* **Exercise details**
The data below should be restated word for word, with every picture omitted.

* **Recorded information**
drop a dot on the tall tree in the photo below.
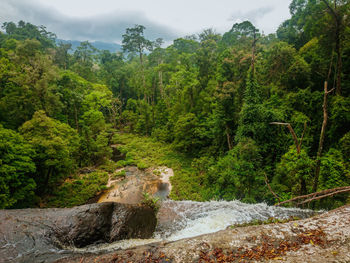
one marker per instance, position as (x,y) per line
(134,41)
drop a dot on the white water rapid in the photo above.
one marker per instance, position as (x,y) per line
(184,219)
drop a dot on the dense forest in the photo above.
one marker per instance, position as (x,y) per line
(262,118)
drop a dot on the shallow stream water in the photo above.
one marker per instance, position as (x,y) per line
(184,219)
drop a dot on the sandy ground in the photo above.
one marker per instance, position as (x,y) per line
(323,238)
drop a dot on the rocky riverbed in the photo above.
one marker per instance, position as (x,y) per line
(44,235)
(186,231)
(323,238)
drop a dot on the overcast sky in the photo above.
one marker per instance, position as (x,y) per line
(106,20)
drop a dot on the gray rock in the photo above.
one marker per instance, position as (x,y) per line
(43,235)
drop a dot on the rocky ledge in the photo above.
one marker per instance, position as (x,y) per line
(43,235)
(323,238)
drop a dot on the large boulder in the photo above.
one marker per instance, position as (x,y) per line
(29,235)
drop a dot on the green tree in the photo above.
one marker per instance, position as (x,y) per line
(16,170)
(134,41)
(55,146)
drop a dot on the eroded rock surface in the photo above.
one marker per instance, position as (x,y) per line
(323,238)
(129,189)
(43,235)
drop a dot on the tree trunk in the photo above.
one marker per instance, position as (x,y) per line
(76,117)
(322,136)
(338,25)
(143,78)
(229,143)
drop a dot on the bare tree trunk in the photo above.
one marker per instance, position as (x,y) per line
(143,78)
(76,117)
(322,136)
(338,24)
(253,52)
(229,142)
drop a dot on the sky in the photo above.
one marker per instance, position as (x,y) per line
(106,20)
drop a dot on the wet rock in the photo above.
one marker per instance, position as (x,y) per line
(42,235)
(323,238)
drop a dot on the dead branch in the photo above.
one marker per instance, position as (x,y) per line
(323,196)
(302,136)
(315,195)
(295,138)
(268,185)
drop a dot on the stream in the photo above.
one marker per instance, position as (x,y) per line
(185,219)
(182,219)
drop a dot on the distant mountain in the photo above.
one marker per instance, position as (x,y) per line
(112,47)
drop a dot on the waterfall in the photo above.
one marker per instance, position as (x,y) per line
(184,219)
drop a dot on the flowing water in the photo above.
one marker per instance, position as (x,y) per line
(184,219)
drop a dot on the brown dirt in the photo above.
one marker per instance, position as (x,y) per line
(324,238)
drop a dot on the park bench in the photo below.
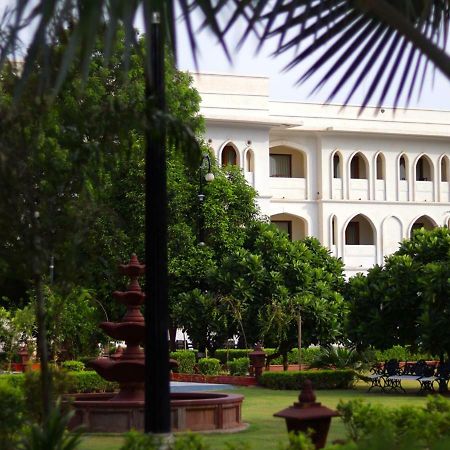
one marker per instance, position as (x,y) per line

* **Worked solution**
drop a dot on the tall tree in the photo below.
one marker per instance, position as (x,y) per line
(134,41)
drop a dot on the white water rapid in the photo above.
one marker per instance, position as (x,y) per line
(184,219)
drop a dot on the dense forest in the photo above.
one marker per instance, position as (x,y) per line
(262,118)
drop a dot on the shallow stream water in the photo above.
one marker per instance, position as (x,y) per line
(184,219)
drop a dot on the sandy ground in the photo above.
one marker per instance, position as (x,y) per line
(323,238)
drop a dot on the rocky riverbed in the photo above.
one marker per instance, position as (x,y) per line
(44,235)
(186,231)
(323,238)
drop a dot on the overcast sky in the photo above.
one marker per instance, position as (x,y) per line
(106,20)
drop a dot on the gray rock in the photo above.
one marker per instance, position as (x,y) per line
(43,235)
drop a dot on the rocky ledge in the photo above.
one marker per instance, position as (x,y) per line
(43,235)
(323,238)
drop a dot on the large boulder in the photo above.
one marker per instance, position as (x,y) per line
(29,235)
drop a dot on the green tree in the photo above.
one marker per instance, position as (x,y) per line
(16,170)
(134,41)
(55,146)
drop a dot on the eroded rock surface in the photo above.
one marker per instance, position as (x,y) per line
(323,238)
(129,189)
(43,235)
drop a dot on the tree trunk in the photo above.
one marker per instance, position as (x,y) per line
(76,117)
(322,136)
(338,25)
(143,78)
(229,143)
drop a dot on the bare tree trunk in the photo above.
one marker per instance, position as (x,y) per line
(143,78)
(76,117)
(322,136)
(338,24)
(253,52)
(229,142)
drop a dot on the sky in the photo above.
one marker per instance, position as (x,y) per line
(106,20)
drop a dot on the wet rock in the photo above.
one marker per instance, position as (x,y) per line
(42,235)
(323,238)
drop a dot on the dead branch in the photo above.
one marker per instance, position as (x,y) per line
(323,196)
(302,136)
(315,195)
(295,138)
(268,185)
drop a dot on the stream in the photo above.
one marker per instance, position as (x,y) per line
(185,219)
(182,219)
drop a dot on the distant mountain in the photo above.
one marker per instance, position as (x,y) per line
(112,47)
drop a dot on the waterfall in the photo above.
one marker per instance, position as (x,y) per line
(184,219)
drop a dot on the flowing water in the photo above.
one marker per instance, position as (x,y) per line
(184,219)
drop a dot on the brown dirt in the photo above.
one marker per instance, position as (x,y) per line
(324,238)
drop a dot on the park bench in the photo below.
one marker per instance, position as (x,y) per line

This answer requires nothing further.